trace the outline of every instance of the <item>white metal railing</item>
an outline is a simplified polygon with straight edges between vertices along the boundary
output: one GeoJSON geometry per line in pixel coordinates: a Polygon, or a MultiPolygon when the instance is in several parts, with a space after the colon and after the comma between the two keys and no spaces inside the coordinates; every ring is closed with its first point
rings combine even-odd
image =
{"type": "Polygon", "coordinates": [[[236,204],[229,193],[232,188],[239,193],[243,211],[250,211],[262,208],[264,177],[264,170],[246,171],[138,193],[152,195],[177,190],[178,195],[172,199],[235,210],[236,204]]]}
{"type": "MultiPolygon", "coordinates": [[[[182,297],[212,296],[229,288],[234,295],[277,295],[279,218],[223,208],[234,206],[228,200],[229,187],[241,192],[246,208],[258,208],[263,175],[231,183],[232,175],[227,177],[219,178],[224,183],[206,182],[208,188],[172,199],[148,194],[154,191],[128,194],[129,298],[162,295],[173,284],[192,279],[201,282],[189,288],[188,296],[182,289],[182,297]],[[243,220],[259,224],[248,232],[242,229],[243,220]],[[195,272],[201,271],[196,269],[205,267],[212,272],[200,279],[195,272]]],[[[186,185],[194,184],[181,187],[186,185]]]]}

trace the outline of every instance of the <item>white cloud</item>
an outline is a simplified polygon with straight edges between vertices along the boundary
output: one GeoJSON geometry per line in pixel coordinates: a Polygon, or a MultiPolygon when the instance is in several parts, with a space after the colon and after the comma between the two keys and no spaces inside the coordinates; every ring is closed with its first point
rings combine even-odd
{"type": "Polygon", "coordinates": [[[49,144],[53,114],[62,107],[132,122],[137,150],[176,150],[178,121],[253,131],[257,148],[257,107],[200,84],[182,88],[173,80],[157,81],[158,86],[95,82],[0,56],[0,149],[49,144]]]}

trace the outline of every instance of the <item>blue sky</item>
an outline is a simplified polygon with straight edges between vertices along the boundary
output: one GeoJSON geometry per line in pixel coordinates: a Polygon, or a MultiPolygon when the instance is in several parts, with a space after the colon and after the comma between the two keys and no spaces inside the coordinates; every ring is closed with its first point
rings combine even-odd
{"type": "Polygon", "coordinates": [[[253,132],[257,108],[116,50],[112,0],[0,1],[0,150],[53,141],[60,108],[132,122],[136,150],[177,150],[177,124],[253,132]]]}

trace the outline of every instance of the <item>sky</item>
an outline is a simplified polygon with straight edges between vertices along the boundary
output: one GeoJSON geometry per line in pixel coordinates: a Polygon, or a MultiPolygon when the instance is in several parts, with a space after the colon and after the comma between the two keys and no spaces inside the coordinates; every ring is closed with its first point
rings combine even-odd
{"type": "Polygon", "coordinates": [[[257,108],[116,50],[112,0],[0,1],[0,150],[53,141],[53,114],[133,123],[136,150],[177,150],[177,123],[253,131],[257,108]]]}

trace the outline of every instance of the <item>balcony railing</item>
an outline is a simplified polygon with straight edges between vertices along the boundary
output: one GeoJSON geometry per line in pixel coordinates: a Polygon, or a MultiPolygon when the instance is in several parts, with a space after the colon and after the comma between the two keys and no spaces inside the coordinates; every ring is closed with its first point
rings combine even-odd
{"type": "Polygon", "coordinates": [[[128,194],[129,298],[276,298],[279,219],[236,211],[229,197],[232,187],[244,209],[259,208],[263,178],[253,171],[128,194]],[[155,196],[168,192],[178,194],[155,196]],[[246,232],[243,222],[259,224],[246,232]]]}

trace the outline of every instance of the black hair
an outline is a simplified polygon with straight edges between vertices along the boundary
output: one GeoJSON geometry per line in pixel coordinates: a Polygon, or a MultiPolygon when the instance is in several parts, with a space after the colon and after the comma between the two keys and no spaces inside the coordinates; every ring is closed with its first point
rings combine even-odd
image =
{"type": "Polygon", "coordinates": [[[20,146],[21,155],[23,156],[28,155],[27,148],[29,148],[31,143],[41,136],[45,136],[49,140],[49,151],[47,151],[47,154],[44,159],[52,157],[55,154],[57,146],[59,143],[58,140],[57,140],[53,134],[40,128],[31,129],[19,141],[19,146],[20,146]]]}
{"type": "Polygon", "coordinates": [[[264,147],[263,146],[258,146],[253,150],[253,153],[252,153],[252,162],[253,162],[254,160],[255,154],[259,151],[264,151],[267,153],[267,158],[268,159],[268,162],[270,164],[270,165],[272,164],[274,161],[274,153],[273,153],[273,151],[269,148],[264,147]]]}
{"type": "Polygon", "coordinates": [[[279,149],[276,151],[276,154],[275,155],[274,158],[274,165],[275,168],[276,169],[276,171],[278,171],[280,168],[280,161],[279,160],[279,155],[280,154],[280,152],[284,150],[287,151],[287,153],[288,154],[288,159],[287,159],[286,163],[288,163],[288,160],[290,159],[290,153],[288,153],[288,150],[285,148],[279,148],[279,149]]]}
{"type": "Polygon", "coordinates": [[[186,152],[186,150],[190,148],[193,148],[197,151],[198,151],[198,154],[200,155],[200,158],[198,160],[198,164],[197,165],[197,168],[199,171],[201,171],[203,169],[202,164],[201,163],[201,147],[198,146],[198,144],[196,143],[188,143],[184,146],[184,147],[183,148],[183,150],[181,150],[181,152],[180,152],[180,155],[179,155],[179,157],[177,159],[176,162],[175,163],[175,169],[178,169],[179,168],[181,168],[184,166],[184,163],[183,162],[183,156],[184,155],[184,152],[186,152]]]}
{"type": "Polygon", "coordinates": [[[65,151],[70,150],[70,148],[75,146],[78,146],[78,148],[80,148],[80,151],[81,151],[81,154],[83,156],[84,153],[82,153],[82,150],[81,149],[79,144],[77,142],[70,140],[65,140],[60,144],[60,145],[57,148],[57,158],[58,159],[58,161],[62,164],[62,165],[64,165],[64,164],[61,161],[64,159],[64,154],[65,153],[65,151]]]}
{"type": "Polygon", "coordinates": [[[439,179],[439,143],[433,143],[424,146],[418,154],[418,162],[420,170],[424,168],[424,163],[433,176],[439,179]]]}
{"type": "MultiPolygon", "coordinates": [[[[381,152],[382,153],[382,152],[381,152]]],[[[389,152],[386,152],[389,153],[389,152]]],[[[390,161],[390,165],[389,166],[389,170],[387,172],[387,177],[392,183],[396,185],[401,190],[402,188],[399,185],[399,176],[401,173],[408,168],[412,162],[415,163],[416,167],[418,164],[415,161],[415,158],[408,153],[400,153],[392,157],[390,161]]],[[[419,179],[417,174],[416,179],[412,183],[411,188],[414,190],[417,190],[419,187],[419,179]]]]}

■ **TASK GOAL**
List every line of the data above that contains the string "white", treating uppercase and lowercase letters as different.

■ **OUTPUT OF THE TASK**
trace the outline of every instance of the <item>white metal railing</item>
trace the outline of every instance of the <item>white cloud</item>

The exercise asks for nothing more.